**Extracted information**
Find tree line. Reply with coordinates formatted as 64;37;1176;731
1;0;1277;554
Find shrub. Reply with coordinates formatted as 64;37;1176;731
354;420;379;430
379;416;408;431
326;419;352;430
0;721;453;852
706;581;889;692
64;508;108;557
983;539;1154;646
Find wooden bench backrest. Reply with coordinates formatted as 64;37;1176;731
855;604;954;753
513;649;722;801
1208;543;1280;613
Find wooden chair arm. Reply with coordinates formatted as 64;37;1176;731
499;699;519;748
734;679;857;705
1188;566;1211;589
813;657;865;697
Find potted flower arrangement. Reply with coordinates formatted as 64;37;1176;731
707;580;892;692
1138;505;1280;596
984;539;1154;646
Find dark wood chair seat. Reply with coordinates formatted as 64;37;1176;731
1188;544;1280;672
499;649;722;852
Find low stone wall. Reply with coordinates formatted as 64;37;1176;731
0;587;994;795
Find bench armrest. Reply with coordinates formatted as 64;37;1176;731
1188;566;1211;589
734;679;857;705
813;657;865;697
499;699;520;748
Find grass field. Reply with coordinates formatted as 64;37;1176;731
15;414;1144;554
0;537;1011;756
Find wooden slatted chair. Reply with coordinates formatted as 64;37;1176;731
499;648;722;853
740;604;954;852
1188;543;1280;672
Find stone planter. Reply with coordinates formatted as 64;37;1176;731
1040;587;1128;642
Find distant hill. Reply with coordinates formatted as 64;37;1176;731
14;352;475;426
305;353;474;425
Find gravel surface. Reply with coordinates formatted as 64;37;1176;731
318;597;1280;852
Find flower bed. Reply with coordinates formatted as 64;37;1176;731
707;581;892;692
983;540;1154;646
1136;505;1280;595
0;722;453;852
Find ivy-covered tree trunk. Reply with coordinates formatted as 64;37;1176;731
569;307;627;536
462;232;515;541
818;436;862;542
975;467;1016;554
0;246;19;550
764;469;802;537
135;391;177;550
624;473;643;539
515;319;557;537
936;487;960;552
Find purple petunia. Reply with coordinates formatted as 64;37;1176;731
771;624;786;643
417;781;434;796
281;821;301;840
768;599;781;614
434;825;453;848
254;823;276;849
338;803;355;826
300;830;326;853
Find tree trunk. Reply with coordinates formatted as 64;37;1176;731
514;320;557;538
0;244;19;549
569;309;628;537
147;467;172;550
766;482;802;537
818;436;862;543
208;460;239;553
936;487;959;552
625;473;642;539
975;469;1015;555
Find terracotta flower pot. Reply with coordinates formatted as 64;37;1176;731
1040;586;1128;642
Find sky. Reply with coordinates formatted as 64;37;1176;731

**Problem requirements**
Take the line that contains "Find terracotta flower" and every line after it to the end of the entries above, and reproduce them exactly.

**Task response**
Find terracotta flower pot. Reply with coordinates formatted as 64;37;1176;731
1040;586;1128;642
Find sky. Reply with coordinates formatted as 64;37;1176;731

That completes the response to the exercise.